Coordinate annotation entries:
==================================================

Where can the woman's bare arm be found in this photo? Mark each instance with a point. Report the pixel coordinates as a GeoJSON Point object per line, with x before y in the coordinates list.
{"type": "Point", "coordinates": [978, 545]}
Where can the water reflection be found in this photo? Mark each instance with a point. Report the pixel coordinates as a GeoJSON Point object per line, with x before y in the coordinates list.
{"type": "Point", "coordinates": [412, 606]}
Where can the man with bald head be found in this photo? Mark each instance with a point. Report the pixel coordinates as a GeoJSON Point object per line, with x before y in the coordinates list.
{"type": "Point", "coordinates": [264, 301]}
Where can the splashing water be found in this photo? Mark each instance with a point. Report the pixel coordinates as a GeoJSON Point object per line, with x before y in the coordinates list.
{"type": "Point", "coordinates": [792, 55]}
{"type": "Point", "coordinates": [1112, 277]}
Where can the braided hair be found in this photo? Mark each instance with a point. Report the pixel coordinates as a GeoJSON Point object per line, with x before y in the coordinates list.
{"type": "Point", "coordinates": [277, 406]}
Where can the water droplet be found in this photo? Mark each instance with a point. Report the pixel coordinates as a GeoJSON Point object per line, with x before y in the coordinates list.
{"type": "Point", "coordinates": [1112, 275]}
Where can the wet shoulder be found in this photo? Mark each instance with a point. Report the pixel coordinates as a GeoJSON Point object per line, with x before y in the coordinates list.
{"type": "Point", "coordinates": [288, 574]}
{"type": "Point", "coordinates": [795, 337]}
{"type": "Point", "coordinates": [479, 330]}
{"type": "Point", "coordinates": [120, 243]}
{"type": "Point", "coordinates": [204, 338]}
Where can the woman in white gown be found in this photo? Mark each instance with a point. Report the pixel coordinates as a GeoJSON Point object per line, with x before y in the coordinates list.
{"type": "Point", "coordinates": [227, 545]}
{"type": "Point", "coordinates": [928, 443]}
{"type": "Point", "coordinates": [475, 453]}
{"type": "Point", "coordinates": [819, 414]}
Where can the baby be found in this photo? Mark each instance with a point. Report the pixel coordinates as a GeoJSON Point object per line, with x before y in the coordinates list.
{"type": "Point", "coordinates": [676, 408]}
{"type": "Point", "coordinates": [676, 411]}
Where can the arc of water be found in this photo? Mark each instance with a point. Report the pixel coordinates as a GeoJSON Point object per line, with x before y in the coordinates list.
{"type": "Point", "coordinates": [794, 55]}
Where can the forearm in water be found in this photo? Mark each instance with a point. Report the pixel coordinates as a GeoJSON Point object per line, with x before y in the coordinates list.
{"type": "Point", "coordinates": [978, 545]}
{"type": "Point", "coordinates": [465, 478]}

==================================================

-- The request --
Please reproduce the listing above line for line, changing nothing.

-- Task response --
Where can the woman's bare arm be found in this photo? Mark each instance with a point. Report the pixel coordinates as a GeoJSON Point object per line, with x before y in the coordinates list.
{"type": "Point", "coordinates": [978, 545]}
Where can the water reflection be found in this photo? Mark each instance with a point. Report the pixel coordinates as a GeoJSON Point object per line, with x before y in the coordinates list.
{"type": "Point", "coordinates": [412, 606]}
Where can the man with bald head be found in this photo? Mark each instance with a point. Report the pixel coordinates as a GeoJSON Point object per line, with x before y in the coordinates list.
{"type": "Point", "coordinates": [264, 301]}
Where can the splashing water be found in this photo? Mark each instance with a point. Report the pixel coordinates as a GeoJSON Point object per line, with x before y in the coordinates list.
{"type": "Point", "coordinates": [792, 55]}
{"type": "Point", "coordinates": [1112, 277]}
Where can the braided hair be found in this photo? Mark each instance with a point. Report the pixel coordinates as a GeoJSON Point object per line, with x before y in the coordinates list.
{"type": "Point", "coordinates": [277, 406]}
Where can the water droplet be found in this photo? Mark each instance with a point. Report the pixel coordinates as a GeoJSON Point object per line, with x before y in the coordinates list.
{"type": "Point", "coordinates": [1112, 275]}
Where can the wet shoulder be found in this photo? Mark each instance with a point. Report the pixel coordinates as a GeoJSON Point object per line, with x before y in the coordinates list.
{"type": "Point", "coordinates": [288, 574]}
{"type": "Point", "coordinates": [795, 337]}
{"type": "Point", "coordinates": [479, 330]}
{"type": "Point", "coordinates": [120, 243]}
{"type": "Point", "coordinates": [204, 338]}
Where can the woman in white gown be found in this photo? Mark each instance with a point. Report the pixel coordinates as a GeoJSON Point object per line, with x before y in the coordinates list.
{"type": "Point", "coordinates": [227, 545]}
{"type": "Point", "coordinates": [928, 443]}
{"type": "Point", "coordinates": [475, 453]}
{"type": "Point", "coordinates": [819, 414]}
Where can the baby be found in this photo? Mark each instance with a point. Report the pixel coordinates as a GeoJSON Point object per line, with x before y in the coordinates list.
{"type": "Point", "coordinates": [676, 408]}
{"type": "Point", "coordinates": [676, 411]}
Where can the arc of water be found in this photo? Mark each instance with a point. Report the pixel coordinates as a GeoJSON Point object per line, with x before y in the coordinates list.
{"type": "Point", "coordinates": [794, 55]}
Where can the forearm in water be found in this photo? Mark each instance with a point. Report the pixel coordinates as a GeoJSON Point object per line, with x before y in the coordinates list.
{"type": "Point", "coordinates": [978, 545]}
{"type": "Point", "coordinates": [465, 478]}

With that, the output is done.